*About this task*
Write each line exactly, from the line that holds "Query: rear derailleur" through the final line of the material, and no other line.

*Material shown*
------------------------------------------------------------

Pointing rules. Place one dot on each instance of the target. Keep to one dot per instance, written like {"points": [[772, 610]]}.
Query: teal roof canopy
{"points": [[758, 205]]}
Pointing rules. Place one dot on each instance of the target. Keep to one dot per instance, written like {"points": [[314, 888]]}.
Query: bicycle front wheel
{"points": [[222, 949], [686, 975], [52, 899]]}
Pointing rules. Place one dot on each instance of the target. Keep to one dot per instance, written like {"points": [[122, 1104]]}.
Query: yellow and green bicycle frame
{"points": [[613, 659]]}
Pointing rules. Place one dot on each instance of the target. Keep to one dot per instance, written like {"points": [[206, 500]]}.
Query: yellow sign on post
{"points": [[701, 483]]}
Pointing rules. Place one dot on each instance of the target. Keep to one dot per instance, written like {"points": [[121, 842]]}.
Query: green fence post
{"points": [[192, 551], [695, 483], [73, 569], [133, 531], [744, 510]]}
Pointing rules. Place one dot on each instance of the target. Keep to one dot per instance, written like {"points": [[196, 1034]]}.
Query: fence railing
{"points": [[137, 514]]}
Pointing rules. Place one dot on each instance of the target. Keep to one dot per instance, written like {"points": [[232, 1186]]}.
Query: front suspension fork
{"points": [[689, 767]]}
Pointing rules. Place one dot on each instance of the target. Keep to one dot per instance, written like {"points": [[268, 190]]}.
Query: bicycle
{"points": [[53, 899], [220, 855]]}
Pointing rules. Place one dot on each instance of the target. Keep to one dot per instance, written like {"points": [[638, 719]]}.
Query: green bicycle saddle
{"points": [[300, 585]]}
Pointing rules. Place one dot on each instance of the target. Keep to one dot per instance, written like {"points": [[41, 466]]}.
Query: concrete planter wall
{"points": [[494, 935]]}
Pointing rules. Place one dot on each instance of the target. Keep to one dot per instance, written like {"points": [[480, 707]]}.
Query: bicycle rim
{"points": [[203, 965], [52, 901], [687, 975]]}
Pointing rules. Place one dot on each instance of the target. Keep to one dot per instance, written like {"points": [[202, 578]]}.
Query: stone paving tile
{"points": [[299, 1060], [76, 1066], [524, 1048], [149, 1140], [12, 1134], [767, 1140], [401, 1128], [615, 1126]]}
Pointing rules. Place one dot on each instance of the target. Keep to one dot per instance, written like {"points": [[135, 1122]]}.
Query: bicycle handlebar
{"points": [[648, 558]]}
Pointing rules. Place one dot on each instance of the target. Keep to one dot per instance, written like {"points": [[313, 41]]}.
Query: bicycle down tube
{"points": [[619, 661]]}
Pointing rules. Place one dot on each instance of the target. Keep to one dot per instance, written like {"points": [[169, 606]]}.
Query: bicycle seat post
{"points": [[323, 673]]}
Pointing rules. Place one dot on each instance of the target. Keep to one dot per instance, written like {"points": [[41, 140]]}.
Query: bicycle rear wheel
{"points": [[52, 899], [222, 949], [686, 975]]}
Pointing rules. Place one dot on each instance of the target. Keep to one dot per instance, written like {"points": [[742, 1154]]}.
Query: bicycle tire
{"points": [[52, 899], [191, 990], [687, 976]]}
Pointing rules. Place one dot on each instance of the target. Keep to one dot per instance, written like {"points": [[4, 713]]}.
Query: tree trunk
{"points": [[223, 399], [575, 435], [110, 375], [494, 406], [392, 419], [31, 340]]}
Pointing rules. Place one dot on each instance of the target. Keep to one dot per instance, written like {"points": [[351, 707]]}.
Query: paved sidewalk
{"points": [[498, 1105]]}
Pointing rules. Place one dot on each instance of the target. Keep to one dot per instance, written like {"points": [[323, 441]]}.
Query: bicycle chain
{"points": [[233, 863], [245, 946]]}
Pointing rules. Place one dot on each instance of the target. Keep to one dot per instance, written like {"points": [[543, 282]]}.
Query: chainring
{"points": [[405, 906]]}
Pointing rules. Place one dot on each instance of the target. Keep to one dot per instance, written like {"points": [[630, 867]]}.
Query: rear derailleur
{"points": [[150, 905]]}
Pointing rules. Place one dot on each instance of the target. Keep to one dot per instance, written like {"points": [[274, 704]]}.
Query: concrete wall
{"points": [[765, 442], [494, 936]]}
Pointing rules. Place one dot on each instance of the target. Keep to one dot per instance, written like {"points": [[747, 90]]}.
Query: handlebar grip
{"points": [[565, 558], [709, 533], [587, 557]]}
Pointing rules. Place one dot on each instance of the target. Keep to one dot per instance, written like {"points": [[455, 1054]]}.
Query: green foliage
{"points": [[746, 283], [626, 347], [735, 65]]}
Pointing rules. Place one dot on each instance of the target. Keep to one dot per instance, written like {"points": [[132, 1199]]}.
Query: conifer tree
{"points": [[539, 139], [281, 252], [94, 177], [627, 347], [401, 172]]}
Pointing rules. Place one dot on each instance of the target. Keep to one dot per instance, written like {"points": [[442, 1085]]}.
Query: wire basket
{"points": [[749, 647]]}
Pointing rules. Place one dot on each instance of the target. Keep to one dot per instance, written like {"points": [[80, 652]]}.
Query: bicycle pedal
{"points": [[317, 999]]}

------------------------------------------------------------

*Exercise result*
Query: rear derailleur
{"points": [[150, 905]]}
Pointing rules. Place one dot on each instance of the target. Keep to one dot per instance, written like {"points": [[274, 704]]}.
Query: concrete wall
{"points": [[765, 442], [494, 936]]}
Pointing rules. Place one dot on each instance of the target. Keep to one dot per instance, written like {"points": [[747, 90]]}.
Query: handlebar grip
{"points": [[565, 558], [709, 533], [587, 557]]}
Pointing rules. Place one dot on each instance of the target. Keep to one dot per instance, written like {"points": [[455, 1054]]}.
Query: green foliage
{"points": [[746, 283], [626, 347], [735, 65]]}
Pointing rules. Place one dot on each instance of the target. Keep to one dot per instance, written like {"points": [[132, 1199]]}.
Query: conifer tree
{"points": [[539, 139], [281, 252], [94, 177], [627, 347], [401, 172]]}
Pointing rules. Place one dot on each instance of the target. Keep to one dot per instance, written like {"points": [[442, 1085]]}.
Query: wire basket
{"points": [[749, 647]]}
Pointing rules. Place one dot on each instance of the target. Keep to one dot per instance, written like {"points": [[80, 652]]}.
Query: bicycle pedal
{"points": [[317, 999]]}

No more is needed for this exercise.